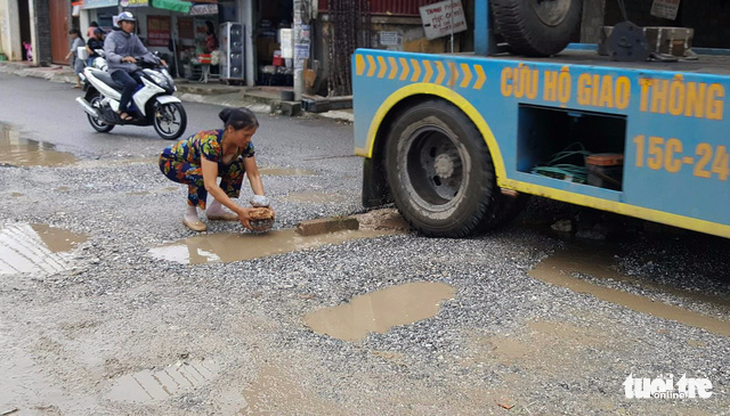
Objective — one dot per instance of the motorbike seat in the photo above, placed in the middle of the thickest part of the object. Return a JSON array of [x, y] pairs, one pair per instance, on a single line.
[[106, 78]]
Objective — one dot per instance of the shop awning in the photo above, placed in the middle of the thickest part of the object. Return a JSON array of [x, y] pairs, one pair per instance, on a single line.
[[174, 5]]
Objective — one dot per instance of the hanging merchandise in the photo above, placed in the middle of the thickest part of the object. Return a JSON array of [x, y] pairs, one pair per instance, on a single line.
[[174, 5], [666, 9]]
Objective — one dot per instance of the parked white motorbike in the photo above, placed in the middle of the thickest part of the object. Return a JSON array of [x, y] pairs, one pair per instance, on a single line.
[[152, 104]]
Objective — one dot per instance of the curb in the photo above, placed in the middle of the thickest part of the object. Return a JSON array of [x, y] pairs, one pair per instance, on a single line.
[[326, 226]]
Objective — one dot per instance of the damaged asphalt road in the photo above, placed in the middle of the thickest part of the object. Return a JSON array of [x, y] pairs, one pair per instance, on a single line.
[[528, 321]]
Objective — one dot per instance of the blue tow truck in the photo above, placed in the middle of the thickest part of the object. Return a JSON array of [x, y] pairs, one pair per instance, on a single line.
[[457, 140]]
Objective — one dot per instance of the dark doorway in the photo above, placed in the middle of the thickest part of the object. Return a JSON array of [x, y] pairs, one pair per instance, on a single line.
[[24, 16], [58, 15]]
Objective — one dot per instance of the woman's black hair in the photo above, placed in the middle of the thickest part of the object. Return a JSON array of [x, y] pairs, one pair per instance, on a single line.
[[238, 118], [77, 32]]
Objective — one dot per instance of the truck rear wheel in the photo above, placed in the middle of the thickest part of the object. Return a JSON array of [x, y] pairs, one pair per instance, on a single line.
[[536, 27], [440, 171]]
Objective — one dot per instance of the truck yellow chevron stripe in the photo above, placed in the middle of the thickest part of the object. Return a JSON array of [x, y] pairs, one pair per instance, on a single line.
[[436, 71]]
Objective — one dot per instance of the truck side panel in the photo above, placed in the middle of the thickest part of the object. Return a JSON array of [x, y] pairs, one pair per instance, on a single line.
[[671, 126]]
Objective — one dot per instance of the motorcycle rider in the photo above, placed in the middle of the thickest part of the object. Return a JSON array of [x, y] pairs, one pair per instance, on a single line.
[[121, 46]]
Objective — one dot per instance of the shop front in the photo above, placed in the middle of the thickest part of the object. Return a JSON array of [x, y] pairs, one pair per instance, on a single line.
[[193, 36]]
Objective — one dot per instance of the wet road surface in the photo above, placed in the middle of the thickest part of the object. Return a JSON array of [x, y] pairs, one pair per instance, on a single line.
[[104, 308]]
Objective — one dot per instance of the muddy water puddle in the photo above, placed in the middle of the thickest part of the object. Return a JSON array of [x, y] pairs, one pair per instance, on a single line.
[[229, 247], [18, 151], [286, 172], [36, 248], [381, 310], [153, 385], [563, 269], [314, 197]]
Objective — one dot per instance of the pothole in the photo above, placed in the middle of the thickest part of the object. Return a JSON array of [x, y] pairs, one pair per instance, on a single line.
[[286, 172], [17, 151], [381, 310], [229, 247], [562, 269], [36, 248], [314, 197], [154, 385], [154, 191]]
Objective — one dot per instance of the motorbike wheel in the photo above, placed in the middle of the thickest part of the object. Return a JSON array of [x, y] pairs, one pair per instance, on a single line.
[[96, 122], [170, 120]]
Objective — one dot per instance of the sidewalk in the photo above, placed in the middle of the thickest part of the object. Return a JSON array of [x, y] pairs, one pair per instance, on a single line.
[[260, 99]]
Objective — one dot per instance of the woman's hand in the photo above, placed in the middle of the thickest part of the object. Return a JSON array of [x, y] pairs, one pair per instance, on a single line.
[[244, 215]]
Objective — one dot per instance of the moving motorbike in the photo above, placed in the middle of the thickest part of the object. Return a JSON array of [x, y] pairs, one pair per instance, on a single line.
[[152, 104]]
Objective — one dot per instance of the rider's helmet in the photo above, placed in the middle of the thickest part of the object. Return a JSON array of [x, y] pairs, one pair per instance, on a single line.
[[126, 17]]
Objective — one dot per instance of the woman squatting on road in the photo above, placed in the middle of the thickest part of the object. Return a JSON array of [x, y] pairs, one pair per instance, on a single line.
[[200, 159]]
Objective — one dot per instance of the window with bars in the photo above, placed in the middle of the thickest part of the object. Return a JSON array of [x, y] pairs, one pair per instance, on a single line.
[[389, 7]]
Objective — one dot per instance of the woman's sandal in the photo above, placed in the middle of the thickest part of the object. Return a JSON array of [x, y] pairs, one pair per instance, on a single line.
[[197, 226]]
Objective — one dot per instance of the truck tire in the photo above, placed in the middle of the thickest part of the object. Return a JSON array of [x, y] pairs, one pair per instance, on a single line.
[[440, 171], [536, 27]]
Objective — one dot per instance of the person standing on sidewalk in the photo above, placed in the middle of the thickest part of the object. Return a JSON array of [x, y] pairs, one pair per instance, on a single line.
[[122, 48], [200, 159], [77, 63], [95, 42]]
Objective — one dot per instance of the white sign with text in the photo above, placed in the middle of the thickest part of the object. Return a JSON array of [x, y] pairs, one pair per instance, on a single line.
[[443, 18]]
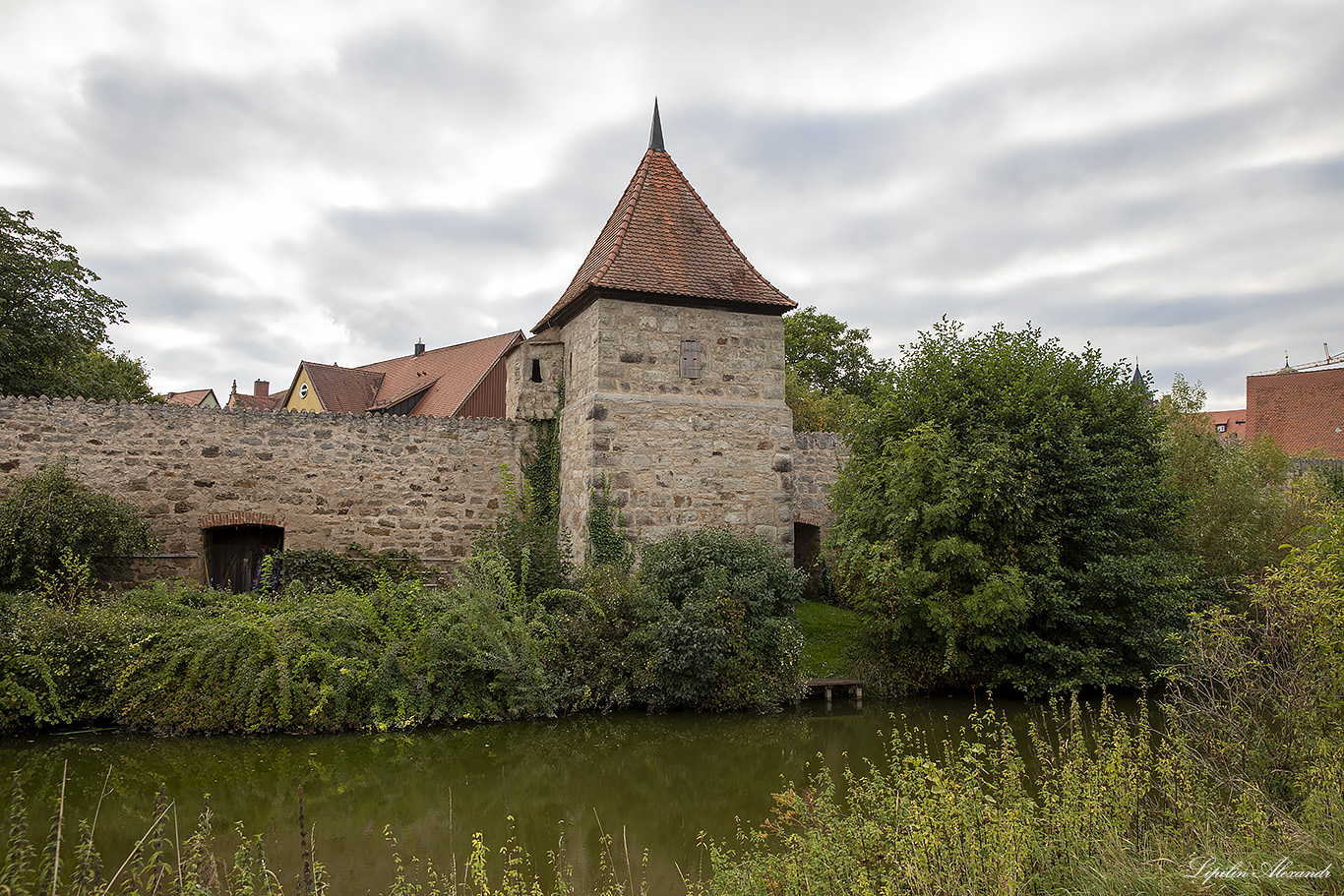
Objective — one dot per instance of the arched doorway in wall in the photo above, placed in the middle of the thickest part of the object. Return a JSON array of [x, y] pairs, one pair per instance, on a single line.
[[807, 551], [235, 546]]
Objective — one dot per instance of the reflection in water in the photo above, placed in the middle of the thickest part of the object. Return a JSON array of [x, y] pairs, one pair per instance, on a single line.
[[654, 782]]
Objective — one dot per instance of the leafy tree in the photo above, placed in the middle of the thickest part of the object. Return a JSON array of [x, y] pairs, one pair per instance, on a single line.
[[1003, 514], [828, 370], [54, 323], [51, 512], [1242, 507]]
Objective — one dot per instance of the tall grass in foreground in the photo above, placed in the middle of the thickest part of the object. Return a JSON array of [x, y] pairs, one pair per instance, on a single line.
[[1087, 803]]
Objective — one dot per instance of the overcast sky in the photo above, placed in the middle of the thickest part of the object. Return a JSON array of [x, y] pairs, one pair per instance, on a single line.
[[271, 182]]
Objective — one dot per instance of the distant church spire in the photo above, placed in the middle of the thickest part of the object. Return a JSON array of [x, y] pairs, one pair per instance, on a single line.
[[656, 131]]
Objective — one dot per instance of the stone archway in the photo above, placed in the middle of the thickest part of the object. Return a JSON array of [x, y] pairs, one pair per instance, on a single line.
[[235, 546]]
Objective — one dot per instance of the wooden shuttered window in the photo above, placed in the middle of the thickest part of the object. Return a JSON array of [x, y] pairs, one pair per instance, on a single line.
[[693, 360]]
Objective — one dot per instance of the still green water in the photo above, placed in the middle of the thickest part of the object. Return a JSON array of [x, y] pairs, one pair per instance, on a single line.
[[652, 783]]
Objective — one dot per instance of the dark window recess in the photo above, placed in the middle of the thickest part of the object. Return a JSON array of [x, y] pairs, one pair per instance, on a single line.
[[234, 555], [693, 360]]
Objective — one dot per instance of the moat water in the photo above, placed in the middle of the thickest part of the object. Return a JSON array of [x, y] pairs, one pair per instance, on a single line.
[[650, 783]]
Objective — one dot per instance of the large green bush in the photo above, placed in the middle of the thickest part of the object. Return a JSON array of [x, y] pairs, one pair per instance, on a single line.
[[707, 625], [1003, 516], [50, 512], [1260, 692]]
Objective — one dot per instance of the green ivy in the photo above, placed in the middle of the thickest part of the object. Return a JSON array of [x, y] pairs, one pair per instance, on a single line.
[[51, 512]]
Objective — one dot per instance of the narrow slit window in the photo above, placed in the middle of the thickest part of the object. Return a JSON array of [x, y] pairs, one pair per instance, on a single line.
[[693, 360]]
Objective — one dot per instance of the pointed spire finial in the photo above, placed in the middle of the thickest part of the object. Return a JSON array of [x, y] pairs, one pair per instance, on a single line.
[[656, 131]]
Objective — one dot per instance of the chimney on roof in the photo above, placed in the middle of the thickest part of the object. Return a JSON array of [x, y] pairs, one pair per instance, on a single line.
[[656, 131]]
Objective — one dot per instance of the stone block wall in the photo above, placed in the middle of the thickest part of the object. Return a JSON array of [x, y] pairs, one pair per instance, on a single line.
[[679, 452], [525, 397], [816, 463], [410, 483]]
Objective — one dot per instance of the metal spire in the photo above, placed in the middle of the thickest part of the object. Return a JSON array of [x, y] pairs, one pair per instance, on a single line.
[[656, 131]]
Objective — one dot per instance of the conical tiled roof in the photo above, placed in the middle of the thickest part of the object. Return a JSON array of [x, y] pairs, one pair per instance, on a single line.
[[663, 239]]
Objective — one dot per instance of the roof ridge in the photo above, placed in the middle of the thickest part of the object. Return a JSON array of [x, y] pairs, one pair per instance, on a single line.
[[488, 368], [722, 228], [629, 215]]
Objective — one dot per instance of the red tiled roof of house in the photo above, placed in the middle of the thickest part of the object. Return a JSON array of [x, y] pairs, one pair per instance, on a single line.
[[191, 397], [1301, 410], [664, 239], [448, 377], [443, 379], [343, 389], [260, 402]]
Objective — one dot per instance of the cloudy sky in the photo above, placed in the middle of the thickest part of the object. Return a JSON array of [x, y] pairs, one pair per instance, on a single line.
[[331, 180]]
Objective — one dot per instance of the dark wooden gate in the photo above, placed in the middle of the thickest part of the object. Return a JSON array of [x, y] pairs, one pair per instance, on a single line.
[[234, 555]]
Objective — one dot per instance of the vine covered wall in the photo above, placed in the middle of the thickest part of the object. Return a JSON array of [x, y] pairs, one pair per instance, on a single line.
[[410, 483]]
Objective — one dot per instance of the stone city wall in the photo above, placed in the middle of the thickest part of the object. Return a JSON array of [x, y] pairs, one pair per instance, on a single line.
[[426, 485], [816, 462]]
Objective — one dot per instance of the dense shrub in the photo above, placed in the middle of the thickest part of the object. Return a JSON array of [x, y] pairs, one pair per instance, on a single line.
[[390, 657], [1085, 804], [718, 630], [50, 512], [59, 667], [1005, 517], [1260, 692], [707, 625], [358, 568]]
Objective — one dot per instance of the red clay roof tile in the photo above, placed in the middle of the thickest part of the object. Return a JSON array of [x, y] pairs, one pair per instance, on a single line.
[[663, 239]]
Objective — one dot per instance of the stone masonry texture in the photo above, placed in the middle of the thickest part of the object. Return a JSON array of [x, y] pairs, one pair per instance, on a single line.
[[426, 485], [676, 452]]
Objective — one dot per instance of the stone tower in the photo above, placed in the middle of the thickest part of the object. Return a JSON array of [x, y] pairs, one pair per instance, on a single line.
[[671, 345]]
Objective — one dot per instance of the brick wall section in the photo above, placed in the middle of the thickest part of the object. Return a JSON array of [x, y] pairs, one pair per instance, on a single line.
[[1303, 411], [679, 452], [418, 484], [816, 462]]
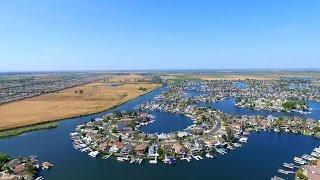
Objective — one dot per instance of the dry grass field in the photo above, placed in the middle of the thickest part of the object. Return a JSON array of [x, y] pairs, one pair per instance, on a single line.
[[241, 76], [71, 102]]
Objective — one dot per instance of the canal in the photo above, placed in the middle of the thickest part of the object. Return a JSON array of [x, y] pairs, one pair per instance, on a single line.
[[260, 158]]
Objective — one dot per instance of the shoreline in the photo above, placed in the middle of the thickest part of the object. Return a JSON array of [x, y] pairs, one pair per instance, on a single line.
[[7, 133]]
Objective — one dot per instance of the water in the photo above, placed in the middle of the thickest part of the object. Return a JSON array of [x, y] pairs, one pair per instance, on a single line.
[[260, 158], [228, 106]]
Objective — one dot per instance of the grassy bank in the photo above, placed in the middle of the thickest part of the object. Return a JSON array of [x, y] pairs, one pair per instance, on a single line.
[[18, 131]]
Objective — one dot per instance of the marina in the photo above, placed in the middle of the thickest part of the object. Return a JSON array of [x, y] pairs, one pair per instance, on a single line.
[[253, 144]]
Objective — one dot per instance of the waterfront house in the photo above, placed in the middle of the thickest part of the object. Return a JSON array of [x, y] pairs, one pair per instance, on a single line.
[[152, 152], [168, 148], [179, 149], [141, 149], [199, 144], [192, 148], [127, 148], [182, 134]]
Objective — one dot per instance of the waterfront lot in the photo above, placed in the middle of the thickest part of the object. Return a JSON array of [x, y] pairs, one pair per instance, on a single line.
[[71, 102]]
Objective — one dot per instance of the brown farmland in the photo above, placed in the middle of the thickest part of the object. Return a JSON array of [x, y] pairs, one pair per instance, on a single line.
[[86, 99]]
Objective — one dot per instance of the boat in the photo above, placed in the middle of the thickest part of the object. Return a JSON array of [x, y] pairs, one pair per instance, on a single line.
[[209, 155], [283, 171], [288, 165], [221, 151], [243, 139], [94, 153], [276, 178]]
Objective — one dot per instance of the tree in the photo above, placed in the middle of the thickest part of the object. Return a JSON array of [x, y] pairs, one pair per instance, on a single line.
[[4, 158], [161, 152], [30, 169], [117, 114]]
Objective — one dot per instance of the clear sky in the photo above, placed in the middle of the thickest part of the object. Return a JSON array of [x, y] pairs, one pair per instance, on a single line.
[[158, 34]]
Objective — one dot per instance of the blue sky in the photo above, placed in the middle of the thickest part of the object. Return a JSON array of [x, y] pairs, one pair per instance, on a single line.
[[159, 34]]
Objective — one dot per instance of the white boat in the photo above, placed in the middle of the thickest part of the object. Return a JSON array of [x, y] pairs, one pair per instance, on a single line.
[[283, 171], [94, 153], [209, 155], [243, 139], [288, 165]]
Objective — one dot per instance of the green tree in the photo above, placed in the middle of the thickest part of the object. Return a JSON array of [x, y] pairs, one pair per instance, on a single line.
[[161, 152], [30, 169]]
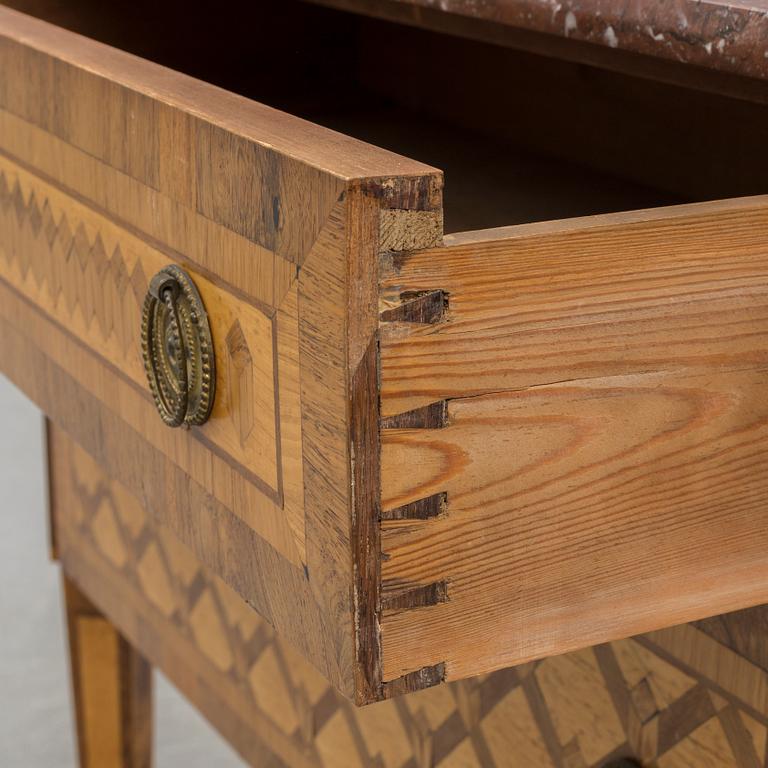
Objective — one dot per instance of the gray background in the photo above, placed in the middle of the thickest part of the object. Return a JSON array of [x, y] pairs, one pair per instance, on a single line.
[[36, 727]]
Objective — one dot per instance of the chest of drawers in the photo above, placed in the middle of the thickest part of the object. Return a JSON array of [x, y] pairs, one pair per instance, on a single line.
[[452, 431]]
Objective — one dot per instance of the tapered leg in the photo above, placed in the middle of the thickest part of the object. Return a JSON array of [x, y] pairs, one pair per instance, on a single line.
[[112, 687]]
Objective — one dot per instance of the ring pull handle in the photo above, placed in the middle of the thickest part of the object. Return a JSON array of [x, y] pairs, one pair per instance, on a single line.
[[177, 349]]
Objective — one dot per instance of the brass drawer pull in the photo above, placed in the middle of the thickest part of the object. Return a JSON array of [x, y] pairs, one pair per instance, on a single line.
[[177, 349]]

WHAT YOU HAVE TO DO -
Rewrite the lines from the start through the line containing "[[106, 78]]", swapping "motorbike seat" for "scooter seat" and leaving everything else unchanged. Omit the picture from your answer.

ANSWER TO THE EXERCISE -
Objective — one dot per instance of the scooter seat in the photo above, placed in the middle of the thickest part of the object. Return a JSON array of [x, y] pairs, one pair per instance, on a single line.
[[106, 78]]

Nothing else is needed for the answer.